Task goal → Your answer should be the complete data, copied exactly.

Provided records →
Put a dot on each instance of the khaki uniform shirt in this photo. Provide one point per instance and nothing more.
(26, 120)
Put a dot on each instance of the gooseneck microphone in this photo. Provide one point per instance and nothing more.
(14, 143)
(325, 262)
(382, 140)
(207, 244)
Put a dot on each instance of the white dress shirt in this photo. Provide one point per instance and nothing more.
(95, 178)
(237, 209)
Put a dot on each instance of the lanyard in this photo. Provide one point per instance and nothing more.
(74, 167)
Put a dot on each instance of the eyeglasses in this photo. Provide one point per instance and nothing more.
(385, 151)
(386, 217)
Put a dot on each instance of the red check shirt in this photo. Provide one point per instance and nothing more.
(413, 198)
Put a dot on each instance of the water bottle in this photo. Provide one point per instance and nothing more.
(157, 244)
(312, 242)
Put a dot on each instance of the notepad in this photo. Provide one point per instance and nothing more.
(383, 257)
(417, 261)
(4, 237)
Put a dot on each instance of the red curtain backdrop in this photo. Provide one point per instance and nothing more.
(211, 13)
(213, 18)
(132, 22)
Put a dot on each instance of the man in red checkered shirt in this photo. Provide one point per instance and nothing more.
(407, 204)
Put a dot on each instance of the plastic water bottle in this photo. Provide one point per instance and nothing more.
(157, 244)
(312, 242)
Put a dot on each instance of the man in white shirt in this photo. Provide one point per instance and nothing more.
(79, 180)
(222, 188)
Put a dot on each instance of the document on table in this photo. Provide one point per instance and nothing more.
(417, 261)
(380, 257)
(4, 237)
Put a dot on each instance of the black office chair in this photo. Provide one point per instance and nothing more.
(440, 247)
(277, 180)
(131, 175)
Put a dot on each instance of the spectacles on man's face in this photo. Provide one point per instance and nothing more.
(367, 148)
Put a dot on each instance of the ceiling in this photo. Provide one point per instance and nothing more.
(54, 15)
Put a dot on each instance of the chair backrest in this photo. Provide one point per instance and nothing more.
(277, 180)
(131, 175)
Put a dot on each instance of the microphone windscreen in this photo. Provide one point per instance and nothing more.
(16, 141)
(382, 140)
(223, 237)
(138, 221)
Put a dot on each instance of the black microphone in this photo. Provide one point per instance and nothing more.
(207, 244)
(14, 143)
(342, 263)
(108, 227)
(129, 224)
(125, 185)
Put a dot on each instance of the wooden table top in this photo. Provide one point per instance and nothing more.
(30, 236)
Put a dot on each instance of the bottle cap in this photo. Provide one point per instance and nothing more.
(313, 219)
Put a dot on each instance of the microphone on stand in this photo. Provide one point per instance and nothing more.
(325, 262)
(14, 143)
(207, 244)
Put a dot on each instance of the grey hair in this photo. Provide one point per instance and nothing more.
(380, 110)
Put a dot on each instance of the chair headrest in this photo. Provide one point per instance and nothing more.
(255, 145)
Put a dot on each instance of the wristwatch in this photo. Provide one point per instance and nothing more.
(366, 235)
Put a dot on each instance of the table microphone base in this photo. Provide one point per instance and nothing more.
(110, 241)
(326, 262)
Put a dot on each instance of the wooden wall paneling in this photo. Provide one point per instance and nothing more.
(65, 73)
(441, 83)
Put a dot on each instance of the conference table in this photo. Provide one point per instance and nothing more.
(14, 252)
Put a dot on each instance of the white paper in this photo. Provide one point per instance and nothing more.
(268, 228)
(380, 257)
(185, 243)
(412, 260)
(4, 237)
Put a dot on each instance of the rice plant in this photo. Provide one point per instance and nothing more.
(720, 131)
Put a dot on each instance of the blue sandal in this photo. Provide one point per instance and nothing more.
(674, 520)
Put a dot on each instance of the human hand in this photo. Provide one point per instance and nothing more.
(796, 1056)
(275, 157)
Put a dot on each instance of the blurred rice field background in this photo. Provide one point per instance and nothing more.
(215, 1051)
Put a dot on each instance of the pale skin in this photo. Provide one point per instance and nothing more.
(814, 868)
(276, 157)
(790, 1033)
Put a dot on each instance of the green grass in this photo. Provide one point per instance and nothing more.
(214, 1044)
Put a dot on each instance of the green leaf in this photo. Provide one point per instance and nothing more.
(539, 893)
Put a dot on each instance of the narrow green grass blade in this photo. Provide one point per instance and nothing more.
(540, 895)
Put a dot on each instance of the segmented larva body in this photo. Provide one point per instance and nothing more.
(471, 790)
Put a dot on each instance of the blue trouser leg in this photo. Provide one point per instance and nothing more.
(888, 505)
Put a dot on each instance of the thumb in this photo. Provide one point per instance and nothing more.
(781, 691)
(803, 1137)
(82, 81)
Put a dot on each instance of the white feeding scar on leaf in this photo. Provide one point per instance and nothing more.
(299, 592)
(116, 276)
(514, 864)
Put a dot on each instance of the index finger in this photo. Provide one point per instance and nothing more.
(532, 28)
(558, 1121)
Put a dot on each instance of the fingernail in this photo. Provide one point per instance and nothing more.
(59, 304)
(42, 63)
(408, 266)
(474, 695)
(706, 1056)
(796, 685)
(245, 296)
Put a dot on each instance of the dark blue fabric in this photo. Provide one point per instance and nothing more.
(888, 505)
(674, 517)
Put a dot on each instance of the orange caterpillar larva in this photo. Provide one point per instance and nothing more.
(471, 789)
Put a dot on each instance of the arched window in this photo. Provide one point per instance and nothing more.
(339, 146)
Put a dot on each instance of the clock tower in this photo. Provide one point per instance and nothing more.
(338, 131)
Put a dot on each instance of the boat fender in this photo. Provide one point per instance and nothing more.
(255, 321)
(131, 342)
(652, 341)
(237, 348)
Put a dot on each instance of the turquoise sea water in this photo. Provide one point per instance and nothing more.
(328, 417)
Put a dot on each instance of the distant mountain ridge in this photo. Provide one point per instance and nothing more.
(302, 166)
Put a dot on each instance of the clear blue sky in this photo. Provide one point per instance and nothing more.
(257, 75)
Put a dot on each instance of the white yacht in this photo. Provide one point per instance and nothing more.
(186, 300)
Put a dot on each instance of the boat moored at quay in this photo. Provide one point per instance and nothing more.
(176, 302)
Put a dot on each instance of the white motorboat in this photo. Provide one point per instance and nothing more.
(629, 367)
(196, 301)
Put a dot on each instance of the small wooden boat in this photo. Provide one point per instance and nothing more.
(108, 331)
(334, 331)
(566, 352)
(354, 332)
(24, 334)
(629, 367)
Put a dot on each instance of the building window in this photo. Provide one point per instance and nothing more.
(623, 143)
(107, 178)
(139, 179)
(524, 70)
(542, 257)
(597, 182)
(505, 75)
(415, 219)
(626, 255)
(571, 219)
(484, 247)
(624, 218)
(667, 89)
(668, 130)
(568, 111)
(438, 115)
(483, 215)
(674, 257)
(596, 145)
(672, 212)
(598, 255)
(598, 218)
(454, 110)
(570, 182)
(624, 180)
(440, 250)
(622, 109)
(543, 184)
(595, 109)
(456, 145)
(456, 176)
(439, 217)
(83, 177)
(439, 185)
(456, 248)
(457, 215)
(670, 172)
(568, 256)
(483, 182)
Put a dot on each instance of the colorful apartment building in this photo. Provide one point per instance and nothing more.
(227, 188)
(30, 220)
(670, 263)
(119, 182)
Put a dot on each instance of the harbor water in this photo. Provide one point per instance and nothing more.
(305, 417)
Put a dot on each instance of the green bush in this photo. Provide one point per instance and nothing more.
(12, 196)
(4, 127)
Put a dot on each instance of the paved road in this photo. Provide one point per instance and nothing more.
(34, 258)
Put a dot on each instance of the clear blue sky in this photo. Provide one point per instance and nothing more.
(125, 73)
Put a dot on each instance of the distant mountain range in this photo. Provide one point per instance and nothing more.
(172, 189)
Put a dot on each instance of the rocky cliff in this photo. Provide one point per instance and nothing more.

Output →
Put a dot on each instance of the khaki uniform shirt in this photo. Provide one point per instance and nothing more.
(26, 120)
Put a dot on each instance of the gooseneck microphone in this photo. Provide one point per instance and nothing more.
(14, 143)
(325, 262)
(382, 140)
(207, 244)
Put a dot on each instance of the white dress shirt in this photo. Provide one point per instance and nothing more.
(95, 178)
(237, 209)
Put a dot on each instance of the lanyard in this photo. Provide one point per instance and nothing more.
(74, 167)
Put a dot on each instance of the eyeglasses in this photo. Provide one point per instance and nothing more.
(385, 151)
(386, 217)
Put a dot on each instance of the red check shirt in this photo. Provide one point per instance and nothing more.
(413, 198)
Put a dot on each instance of the water bottle in this photo. Provide one point per instance and nothing more.
(157, 244)
(312, 242)
Put a dot on each instance of the notepad in this photo. Provide one point per instance and nothing more.
(383, 257)
(417, 261)
(4, 237)
Put a dot on each instance of the red curtain backdrop in this photo. Provide one point per instance and nothing more.
(211, 13)
(213, 18)
(132, 22)
Put a dot on each instance of the man in red checkered shirt in this photo. Provide one point per instance and nothing more.
(407, 204)
Put a dot on each instance of the plastic water bottle in this photo. Provide one point per instance and nothing more.
(157, 244)
(312, 242)
Put a dot on each instance of the man in white shirt in this photo. Provide one point per instance and nothing more.
(79, 180)
(222, 188)
Put a dot on each instance of the document on table in this photo. Provide one point per instance and nothing more.
(417, 261)
(380, 257)
(4, 237)
Put a dot on each instance of the black office chair in this photo. Provide one point per instance and nothing more.
(440, 247)
(277, 180)
(131, 175)
Put a dot on each instance of the spectacles on man's face in this photo. Provide one point per instance and nothing more.
(367, 148)
Put a dot on each instance of the ceiling in this photo. Provide one point per instance and nothing more.
(54, 15)
Put a dot on each instance of the chair backrest in this photo. Provide one point per instance and nothing more.
(277, 180)
(131, 175)
Put a dot on each instance of the microphone windscreen in this photo. Provide one point per instance and nothing more.
(16, 141)
(382, 140)
(223, 237)
(138, 221)
Put a dot on each instance of the black microphone in this photo. Provide one point per instance and nothing more.
(207, 244)
(14, 143)
(342, 263)
(108, 227)
(129, 224)
(125, 185)
Put a dot on each instance of the wooden table top in this photo. Provide one point per instance and nothing more.
(30, 236)
Put a dot on each instance of the bottle cap in this photo. Provide one point per instance and nothing more.
(313, 219)
Put a dot on each instance of the microphone on stand in this photo. Provide one point per instance and nothing more.
(325, 262)
(14, 143)
(207, 244)
Put a dot on each instance of the grey hair in this photo. Provide one point per instance and nothing more.
(380, 110)
Put a dot on each instance of the chair headrest in this photo. Provide one point per instance and nothing more.
(255, 145)
Put a dot on each instance of the wristwatch in this photo. Provide one point per instance and nothing more.
(366, 235)
Put a dot on each instance of the table microphone base in this photo. Provide one point per instance and nothing more.
(110, 241)
(326, 262)
Put a dot on each instance of the wooden wall paneling in this photo. Provide one point per instance and nothing more.
(65, 73)
(441, 83)
Put a dot on each instance of the conference table in this photo. Provide one point per instance and nothing more.
(14, 252)
Put a dot on each instance of the white paper in this photo. Provide one point per instance and nothing more.
(268, 228)
(380, 257)
(185, 243)
(412, 260)
(4, 237)
Put a dot on each instance of the rice plant in this photo. Provide one point per instance and nothing more.
(720, 131)
Put a dot on each instance of the blue sandal in this photo. Provide one point per instance and nothing more.
(674, 520)
Put a dot on each instance of the human hand in this photo. Provide one point per instance and nothing more.
(796, 1056)
(275, 157)
Put a dot on each instance of the blurred rice field background in this photo. Provide one point per instance and nothing more.
(215, 1051)
Put a dot on each instance of the pale skin in this photo. Provide one point per instance and nothing more.
(814, 868)
(276, 157)
(790, 1033)
Put a dot on each instance of the green grass in this photo. Provide one point per instance and nothing more.
(214, 1044)
Put a dot on each instance of the green leaf in this photo. Provide one point per instance and nothing more.
(539, 893)
Put a dot on each instance of the narrow green grass blade in this photo. Provide one point per instance and nothing more.
(540, 895)
Put a dot on each instance of the segmented larva body in this photo. Provide one point per instance and nothing more.
(471, 790)
Put a dot on each instance of the blue trouser leg in this photo. Provide one point per instance and nothing more.
(888, 505)
Put a dot on each instance of the thumb in this photo. Provide one point per instance and nothing more.
(781, 691)
(803, 1137)
(82, 81)
Put a dot on each instance of the white feeding scar on leaf in this photo. Provide one point per instance and nothing more.
(299, 592)
(116, 276)
(514, 864)
Put a dot on each instance of the index finger in this photo. Provide one point per instance and nothing more.
(532, 28)
(558, 1121)
Put a dot on each instance of the fingernail in this photo. Provide one point per instance and nothing more.
(59, 304)
(42, 63)
(408, 266)
(474, 695)
(706, 1056)
(796, 685)
(245, 296)
Put a dot on each instance of the dark blue fabric in this photo. Provide one point per instance and nothing more.
(888, 505)
(674, 517)
Put a dot on each instance of the orange caterpillar larva in this photo. Provide one point per instance and nothing more.
(471, 789)
Put a dot on each instance of the arched window in this photo. Provide one point per instance and nothing more.
(339, 146)
Put a dot on each instance of the clock tower in this photo. Provide one point per instance and nothing more.
(338, 131)
Put a dot on each instance of the boat fender in this photo. Provide one point per instance and nothing more.
(255, 321)
(131, 342)
(652, 341)
(237, 348)
Put a dot on each instance of the turquoise sea water in this photo. Provide one point per instance and nothing more.
(328, 417)
Put a dot on each instance of the distant mountain ridge in this photo. Provide one point per instance and nothing more.
(302, 166)
Put a dot on each instance of the clear blue sky in this photo. Provide one point per instance and nothing more.
(257, 75)
Put a dot on each instance of the white yacht in this photo. Provide one point per instance and nothing more.
(186, 300)
Put a dot on each instance of the boat moored at quay in this photo. Provide one point per instance and nothing more.
(176, 302)
Put a dot on each instance of the white motorboat in this photo. Provide one point per instance and nothing more.
(629, 367)
(196, 301)
Put a dot on each instance of the small wooden boat in this photo. Provide one point per instance and nothing more.
(108, 331)
(334, 331)
(566, 352)
(354, 332)
(24, 334)
(629, 367)
Put a dot on each instance of the building window in this photo. Provide one point per instance and nothing more.
(623, 143)
(107, 178)
(139, 179)
(524, 70)
(542, 257)
(597, 182)
(505, 75)
(415, 219)
(626, 255)
(571, 219)
(484, 247)
(624, 218)
(667, 89)
(668, 130)
(568, 111)
(438, 115)
(483, 215)
(674, 257)
(596, 145)
(672, 212)
(598, 255)
(598, 218)
(454, 110)
(570, 182)
(624, 180)
(440, 250)
(622, 109)
(543, 184)
(595, 109)
(456, 145)
(456, 176)
(439, 217)
(83, 177)
(439, 185)
(456, 248)
(457, 215)
(670, 172)
(568, 256)
(483, 182)
Put a dot on each instance of the colorful apartment building in this photo. Provide one point per instance and nothing more.
(227, 188)
(30, 220)
(670, 263)
(119, 182)
Put a dot on each instance of the harbor water in this photo. Provide one point per instance and nothing more.
(305, 417)
Put a dot on each instance of the green bush in this photo. Provide one point per instance and nothing more.
(12, 196)
(4, 127)
Put a dot on each instance of the paved road in this photo. Provide one point per instance and nothing more.
(34, 258)
Put a dot on each instance of the clear blue sky in this photo. Provide one point per instance and nothing more.
(125, 73)
Put a dot on each instance of the distant mountain range in this photo. Provide one point per instance and nothing more.
(172, 189)
Put a dot on each instance of the rocky cliff in this photo. Provide one point per instance and nothing more.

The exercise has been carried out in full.